But whatever the changes that have occurred in the black condition, in this respect, in the degree of concentration of blacks in specific areas of cities, in some selected suburbs, and in the isolation of blacks residentially, there has been no change of any significance in 20 years.
Unrealized expectations
Of course, there are many respects in which the expectations of the 1960s and 1970s in regard to the black condition and black-white relations have not been fulfilled. If any well-informed person had been asked at the time of the passage of the Civil Rights Act in 1964 to project how matters would stand 30 years ahead, it is hard to believe that he would have predicted the degree of separation between blacks and whites - we would now have to say, between blacks and non-blacks, because the growing numbers of Asians and Latinos are almost as separated from blacks as are whites-in residence, in school achievement, in economic conditions, in family patterns, in attitudes, that exists today.

-.-.-

* Task set
1 – Summarize the passage on racial separation in two sentences.
2 – Please copy word for word the stretch of the passage on racial separation from "But whatever the" through "in 20 years.".

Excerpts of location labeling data

-.-.-

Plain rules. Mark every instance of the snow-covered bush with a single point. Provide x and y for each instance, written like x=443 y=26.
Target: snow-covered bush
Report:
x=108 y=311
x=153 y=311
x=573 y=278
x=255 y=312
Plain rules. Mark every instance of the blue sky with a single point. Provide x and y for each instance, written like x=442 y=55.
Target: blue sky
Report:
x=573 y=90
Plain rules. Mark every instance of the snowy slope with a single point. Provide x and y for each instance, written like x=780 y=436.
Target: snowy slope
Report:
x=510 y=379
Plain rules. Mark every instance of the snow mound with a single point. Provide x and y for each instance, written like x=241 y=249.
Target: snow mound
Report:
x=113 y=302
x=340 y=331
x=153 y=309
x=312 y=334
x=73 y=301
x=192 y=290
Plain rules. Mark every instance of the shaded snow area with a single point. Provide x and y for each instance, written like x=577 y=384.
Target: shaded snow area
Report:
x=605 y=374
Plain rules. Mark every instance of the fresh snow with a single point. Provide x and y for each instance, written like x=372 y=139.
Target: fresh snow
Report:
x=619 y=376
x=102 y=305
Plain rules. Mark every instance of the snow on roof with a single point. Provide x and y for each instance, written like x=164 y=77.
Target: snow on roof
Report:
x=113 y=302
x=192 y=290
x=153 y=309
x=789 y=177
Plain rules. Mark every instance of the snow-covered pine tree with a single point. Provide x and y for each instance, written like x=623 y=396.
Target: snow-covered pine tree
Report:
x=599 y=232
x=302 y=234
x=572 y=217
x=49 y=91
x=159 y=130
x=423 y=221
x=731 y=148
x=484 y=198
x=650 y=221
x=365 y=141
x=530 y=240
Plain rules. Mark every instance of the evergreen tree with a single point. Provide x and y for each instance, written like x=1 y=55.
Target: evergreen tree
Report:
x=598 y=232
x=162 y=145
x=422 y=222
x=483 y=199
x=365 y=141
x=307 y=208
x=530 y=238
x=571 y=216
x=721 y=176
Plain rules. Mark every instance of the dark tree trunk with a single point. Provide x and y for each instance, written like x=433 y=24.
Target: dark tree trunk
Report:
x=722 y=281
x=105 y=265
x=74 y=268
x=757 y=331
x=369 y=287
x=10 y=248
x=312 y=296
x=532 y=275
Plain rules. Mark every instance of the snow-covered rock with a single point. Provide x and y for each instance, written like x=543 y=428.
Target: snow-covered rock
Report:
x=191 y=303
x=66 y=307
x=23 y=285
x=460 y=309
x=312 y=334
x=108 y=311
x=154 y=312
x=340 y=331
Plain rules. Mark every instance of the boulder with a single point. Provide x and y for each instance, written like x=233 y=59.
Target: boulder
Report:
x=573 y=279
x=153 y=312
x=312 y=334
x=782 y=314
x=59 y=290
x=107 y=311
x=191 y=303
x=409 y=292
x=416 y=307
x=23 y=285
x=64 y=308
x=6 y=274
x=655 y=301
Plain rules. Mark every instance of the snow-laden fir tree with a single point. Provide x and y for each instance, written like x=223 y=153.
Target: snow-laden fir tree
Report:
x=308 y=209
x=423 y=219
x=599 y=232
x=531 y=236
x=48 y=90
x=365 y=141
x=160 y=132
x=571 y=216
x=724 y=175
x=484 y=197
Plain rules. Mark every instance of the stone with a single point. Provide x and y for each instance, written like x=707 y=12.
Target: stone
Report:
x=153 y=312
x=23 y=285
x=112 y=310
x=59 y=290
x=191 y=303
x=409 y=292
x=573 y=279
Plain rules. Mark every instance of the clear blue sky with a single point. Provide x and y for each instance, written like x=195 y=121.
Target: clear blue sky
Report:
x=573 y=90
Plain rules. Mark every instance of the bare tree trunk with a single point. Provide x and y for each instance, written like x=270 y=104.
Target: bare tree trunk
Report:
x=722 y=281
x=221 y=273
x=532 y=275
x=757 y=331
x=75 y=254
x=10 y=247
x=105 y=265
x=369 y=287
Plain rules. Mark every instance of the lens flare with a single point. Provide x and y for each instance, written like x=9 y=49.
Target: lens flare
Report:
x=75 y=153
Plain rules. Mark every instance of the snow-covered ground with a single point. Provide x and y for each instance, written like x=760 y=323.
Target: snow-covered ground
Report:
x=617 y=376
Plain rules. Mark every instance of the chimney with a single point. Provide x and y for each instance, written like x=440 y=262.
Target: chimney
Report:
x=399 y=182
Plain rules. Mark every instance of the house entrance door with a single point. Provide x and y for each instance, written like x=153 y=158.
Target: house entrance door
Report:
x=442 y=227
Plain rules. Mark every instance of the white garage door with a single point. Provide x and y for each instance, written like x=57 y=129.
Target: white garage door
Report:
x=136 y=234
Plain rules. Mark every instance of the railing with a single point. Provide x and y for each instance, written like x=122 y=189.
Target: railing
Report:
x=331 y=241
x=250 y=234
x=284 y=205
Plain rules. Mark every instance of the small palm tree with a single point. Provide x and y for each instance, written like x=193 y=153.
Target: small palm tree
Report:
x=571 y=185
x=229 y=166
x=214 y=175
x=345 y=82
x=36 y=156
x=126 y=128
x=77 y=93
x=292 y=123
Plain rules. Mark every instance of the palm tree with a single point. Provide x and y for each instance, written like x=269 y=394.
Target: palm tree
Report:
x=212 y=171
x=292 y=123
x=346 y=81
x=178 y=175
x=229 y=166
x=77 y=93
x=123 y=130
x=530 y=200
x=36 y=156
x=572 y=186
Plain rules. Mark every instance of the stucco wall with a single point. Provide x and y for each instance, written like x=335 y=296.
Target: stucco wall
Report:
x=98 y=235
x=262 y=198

-.-.-

* Solved tasks
1 – There has been no significant change in 20 years in how concentrated black residents are in particular city areas and some suburbs, or in how isolated they are residentially. Many expectations from the 1960s and 1970s about the black condition and black-white relations remain unfulfilled, and in 1964 a well-informed person would hardly have predicted today's separation between blacks and non-blacks in residence, school achievement, economic conditions, family patterns, and attitudes.

2 –
But whatever the changes that have occurred in the black condition, in this respect, in the degree of concentration of blacks in specific areas of cities, in some selected suburbs, and in the isolation of blacks residentially, there has been no change of any significance in 20 years.